Extracted records:
+ + + +

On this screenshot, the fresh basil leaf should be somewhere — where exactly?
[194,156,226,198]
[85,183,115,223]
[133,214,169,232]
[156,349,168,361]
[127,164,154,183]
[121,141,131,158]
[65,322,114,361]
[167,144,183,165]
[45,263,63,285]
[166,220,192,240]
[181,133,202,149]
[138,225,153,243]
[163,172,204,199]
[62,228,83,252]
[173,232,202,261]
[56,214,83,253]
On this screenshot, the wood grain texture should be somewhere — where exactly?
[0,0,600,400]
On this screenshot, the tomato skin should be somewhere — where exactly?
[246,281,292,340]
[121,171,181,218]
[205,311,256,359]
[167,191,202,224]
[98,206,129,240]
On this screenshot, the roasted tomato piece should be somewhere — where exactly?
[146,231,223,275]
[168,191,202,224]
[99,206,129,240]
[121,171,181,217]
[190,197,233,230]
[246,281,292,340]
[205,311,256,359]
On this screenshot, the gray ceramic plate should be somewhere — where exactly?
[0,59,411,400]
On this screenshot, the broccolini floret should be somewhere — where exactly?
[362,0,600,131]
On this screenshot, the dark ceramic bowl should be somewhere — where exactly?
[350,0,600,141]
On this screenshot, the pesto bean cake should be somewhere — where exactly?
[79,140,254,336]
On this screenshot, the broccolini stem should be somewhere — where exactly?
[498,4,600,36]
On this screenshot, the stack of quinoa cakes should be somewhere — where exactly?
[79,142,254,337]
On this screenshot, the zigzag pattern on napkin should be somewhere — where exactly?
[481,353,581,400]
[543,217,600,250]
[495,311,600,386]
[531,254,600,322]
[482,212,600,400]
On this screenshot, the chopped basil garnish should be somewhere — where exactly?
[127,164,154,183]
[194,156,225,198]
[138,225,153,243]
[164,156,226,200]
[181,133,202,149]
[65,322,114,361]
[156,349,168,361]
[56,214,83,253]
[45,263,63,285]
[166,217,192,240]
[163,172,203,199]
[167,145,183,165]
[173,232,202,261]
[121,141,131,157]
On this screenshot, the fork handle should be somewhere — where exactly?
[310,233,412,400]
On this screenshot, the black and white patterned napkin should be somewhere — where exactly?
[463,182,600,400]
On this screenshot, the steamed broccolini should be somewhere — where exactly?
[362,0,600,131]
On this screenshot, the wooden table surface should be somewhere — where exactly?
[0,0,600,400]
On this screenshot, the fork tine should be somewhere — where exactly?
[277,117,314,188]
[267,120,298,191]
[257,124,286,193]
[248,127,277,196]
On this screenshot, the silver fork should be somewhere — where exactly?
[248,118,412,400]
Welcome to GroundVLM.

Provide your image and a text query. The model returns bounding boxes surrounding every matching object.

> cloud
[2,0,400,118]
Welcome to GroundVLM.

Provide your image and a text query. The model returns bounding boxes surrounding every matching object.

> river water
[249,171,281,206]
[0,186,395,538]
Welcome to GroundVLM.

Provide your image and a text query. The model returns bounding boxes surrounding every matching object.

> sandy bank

+ + + +

### [Problem statement]
From the records above, copy every line from the one containing "On this screenshot, the fork handle" through the one containing "[248,118,412,400]", including both, and change nothing.

### [Solution to this task]
On this screenshot, the fork handle should be somewhere — where exactly?
[310,233,412,400]
On this screenshot, the black and white patterned napkin should be somewhere — where exactly?
[463,182,600,400]
On this screenshot, the steamed broccolini should be somewhere — where exactly?
[362,0,600,131]
On this screenshot, the wooden table surface should be somewhere — where exactly?
[0,0,600,400]
On this screenshot, the fork tine should be somewhere — where exactly?
[277,117,314,188]
[267,120,298,191]
[257,124,286,193]
[248,127,277,196]
On this screenshot, the silver fork should be somewhere — where exactly?
[248,118,412,400]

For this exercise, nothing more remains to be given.